→ Entries taken from a collection:
###

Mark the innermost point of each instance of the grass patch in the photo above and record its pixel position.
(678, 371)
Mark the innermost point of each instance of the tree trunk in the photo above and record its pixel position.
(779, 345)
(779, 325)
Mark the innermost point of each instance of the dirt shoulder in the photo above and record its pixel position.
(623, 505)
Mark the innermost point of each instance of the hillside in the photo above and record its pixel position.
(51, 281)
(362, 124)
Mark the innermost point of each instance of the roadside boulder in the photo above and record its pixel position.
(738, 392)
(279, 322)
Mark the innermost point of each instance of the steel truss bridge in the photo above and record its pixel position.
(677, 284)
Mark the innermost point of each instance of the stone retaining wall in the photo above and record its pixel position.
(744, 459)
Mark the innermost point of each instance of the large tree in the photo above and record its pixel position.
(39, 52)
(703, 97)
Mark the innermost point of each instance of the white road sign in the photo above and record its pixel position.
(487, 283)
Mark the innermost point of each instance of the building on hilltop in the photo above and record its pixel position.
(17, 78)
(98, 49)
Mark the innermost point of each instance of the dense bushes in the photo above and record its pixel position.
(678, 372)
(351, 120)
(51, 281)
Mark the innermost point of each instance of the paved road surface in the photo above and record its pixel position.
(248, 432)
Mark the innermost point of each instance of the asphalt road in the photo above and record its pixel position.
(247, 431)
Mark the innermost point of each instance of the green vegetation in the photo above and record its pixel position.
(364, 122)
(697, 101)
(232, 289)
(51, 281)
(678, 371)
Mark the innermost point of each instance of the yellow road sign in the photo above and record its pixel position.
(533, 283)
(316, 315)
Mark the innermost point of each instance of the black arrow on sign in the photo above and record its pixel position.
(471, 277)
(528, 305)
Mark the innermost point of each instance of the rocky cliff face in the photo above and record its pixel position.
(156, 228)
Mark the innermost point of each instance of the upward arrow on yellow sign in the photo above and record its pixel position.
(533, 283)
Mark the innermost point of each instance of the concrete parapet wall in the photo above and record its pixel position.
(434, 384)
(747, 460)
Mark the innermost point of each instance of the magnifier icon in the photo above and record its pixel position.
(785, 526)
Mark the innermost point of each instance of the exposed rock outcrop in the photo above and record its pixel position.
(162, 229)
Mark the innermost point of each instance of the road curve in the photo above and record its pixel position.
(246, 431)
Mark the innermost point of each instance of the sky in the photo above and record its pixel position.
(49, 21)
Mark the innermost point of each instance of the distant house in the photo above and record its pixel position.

###

→ Try it:
Once you have read the records above, set every one of them down again exactly.

→ Exercise output:
Mark the innermost point of each instance of the grass patch in the photo above and record its pixel position.
(678, 371)
Mark the innermost point of each instance of the tree trunk in the photo above and record its pixel position.
(779, 345)
(779, 325)
Mark the innermost point of each instance of the dirt shoulder in the photo above and record its pixel position.
(623, 505)
Mark the innermost point of each instance of the hillside in the photo above and record its pixel position.
(51, 281)
(362, 124)
Mark the innermost point of each instance of the roadside boulder in the photo above and record its pixel position.
(738, 392)
(279, 322)
Mark the innermost point of each instance of the steel truss bridge in the photo above and record its pixel position.
(677, 284)
Mark the innermost point of each instance of the stone retaining wall in the photo above and record its pixel position.
(744, 459)
Mark the innermost point of each instance of the large tree in the photo above and record its pixel position.
(39, 52)
(703, 97)
Mark the innermost point of each instance of the white road sign in the photo above and record its pixel position.
(487, 283)
Mark the innermost point of each instance of the building on hilltop in the photo above and record its pixel position.
(17, 78)
(98, 49)
Mark the innermost point of each instance of the dense bushes in the photo above and record its pixel position.
(678, 372)
(351, 120)
(51, 281)
Mark the innermost point of each instance of the paved road surface in the photo above and record its pixel position.
(248, 432)
Mark the innermost point of each instance of the asphalt road in the photo above and record its pixel position.
(247, 431)
Mark the innermost point of each instance of the green vegetation in the photo above and record its pixel position.
(364, 122)
(697, 101)
(232, 289)
(51, 281)
(678, 371)
Mark the innermost point of each instance of the yellow road sign in the photo above and record its pixel position.
(533, 283)
(316, 315)
Mark the innermost point of each instance of the black arrow on sign in the photo above and record its pixel position.
(471, 277)
(528, 305)
Mark the innermost point of each instance of the rocky cliff face in the photo above and record its pixel position.
(156, 228)
Mark the innermost point of each instance of the upward arrow on yellow sign in the photo above and record its pixel position.
(533, 283)
Mark the innermost point of each instance of the concrete parapet wall in the photo above and record its pixel position.
(434, 384)
(747, 460)
Mark the innermost point of each instance of the magnifier icon in the photo above and record its pixel position.
(785, 526)
Mark the innermost point of each instance of the exposed rock outcrop in the photo above and record its pixel position.
(162, 229)
Mark the innermost point of each instance of the road curve in the photo above and record its pixel position.
(246, 431)
Mark the innermost point of each instance of the sky in the photo above and record its pixel position.
(49, 21)
Mark the innermost point of each instance of the distant house in the photo above and record its pixel position.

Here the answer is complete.